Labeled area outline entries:
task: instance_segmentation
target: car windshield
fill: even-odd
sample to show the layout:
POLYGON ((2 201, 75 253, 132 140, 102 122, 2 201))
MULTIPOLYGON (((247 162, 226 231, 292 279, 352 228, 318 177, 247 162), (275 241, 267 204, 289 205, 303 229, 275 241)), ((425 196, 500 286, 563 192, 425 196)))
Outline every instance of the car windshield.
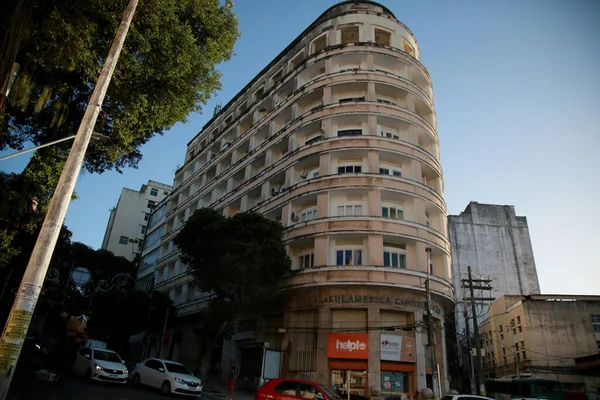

▶ _The task_: Copy the records word for word, leaving out the pictures.

▶ _Result of the task_:
task: instance_segmentation
target: car windshield
fill: even-odd
sample to show the layout:
POLYGON ((2 201, 75 253, 132 140, 102 122, 2 201))
MULTIPOLYGON (((247 162, 226 231, 292 279, 352 228, 318 177, 247 162), (275 241, 267 204, 289 205, 303 229, 275 241)), ((425 196, 500 286, 563 192, 425 196)))
Outline every instance of the car windshield.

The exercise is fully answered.